- Required work -
Render everything in the listing from the line containing "outline --target seashell" down to its end as a Markdown table with columns Row and Line, numbering each line and skipping blank ones.

Labeled region listing:

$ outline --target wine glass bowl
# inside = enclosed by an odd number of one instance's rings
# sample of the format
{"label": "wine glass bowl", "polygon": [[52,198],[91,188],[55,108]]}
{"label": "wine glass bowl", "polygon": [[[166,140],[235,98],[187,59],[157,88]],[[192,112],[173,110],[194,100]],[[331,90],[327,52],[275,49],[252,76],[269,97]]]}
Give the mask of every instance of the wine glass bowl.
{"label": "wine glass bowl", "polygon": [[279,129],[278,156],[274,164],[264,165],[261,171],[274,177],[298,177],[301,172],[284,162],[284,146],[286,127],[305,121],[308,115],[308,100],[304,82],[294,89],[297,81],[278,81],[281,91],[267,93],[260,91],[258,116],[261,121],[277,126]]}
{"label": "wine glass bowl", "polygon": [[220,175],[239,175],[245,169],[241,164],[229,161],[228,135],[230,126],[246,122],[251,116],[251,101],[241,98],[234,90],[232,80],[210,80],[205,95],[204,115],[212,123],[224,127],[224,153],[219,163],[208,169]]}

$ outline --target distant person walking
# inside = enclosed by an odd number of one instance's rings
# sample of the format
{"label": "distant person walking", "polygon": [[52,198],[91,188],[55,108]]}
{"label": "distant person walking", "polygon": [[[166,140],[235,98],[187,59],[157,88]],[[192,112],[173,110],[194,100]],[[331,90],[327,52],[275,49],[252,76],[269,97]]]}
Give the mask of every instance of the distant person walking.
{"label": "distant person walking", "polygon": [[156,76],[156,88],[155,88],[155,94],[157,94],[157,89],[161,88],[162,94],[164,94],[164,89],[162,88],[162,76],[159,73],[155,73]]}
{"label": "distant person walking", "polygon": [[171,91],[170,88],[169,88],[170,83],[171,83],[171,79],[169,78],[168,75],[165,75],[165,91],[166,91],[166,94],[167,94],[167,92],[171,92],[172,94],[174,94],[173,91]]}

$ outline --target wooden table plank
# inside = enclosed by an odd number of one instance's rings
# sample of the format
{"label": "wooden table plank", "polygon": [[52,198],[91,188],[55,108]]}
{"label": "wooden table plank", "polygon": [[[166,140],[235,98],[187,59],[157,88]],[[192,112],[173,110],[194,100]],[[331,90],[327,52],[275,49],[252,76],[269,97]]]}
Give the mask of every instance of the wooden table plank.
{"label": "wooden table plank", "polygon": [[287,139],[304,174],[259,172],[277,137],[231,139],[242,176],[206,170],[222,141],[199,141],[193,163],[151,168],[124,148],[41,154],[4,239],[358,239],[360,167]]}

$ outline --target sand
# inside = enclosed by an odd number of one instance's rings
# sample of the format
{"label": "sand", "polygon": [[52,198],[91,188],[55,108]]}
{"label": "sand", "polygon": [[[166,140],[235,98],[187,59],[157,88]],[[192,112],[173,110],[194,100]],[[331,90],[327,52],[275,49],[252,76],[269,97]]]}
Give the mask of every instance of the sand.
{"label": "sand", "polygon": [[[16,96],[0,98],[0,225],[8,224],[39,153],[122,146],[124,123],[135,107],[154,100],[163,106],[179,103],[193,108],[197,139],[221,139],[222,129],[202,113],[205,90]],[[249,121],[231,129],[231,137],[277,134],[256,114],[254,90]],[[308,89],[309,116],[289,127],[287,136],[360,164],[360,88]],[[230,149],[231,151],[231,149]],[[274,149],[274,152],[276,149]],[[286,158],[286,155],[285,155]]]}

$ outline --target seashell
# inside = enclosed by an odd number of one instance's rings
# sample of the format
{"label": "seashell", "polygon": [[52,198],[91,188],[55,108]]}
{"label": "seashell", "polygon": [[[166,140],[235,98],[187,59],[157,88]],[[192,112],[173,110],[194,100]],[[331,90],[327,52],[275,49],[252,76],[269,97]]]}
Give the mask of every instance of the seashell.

- Finished exercise -
| Row | Line |
|---|---|
| 1 | $ outline --target seashell |
| 2 | # inside = enclosed by an odd number of one instance's rings |
| 3 | # sample of the format |
| 4 | {"label": "seashell", "polygon": [[52,198],[91,188],[55,108]]} |
| 5 | {"label": "seashell", "polygon": [[[166,140],[235,98],[187,59],[157,88]],[[192,112],[173,110],[194,100]],[[331,90],[327,52],[275,49],[252,76],[269,97]]]} |
| 6 | Give the mask of every instance of the seashell. |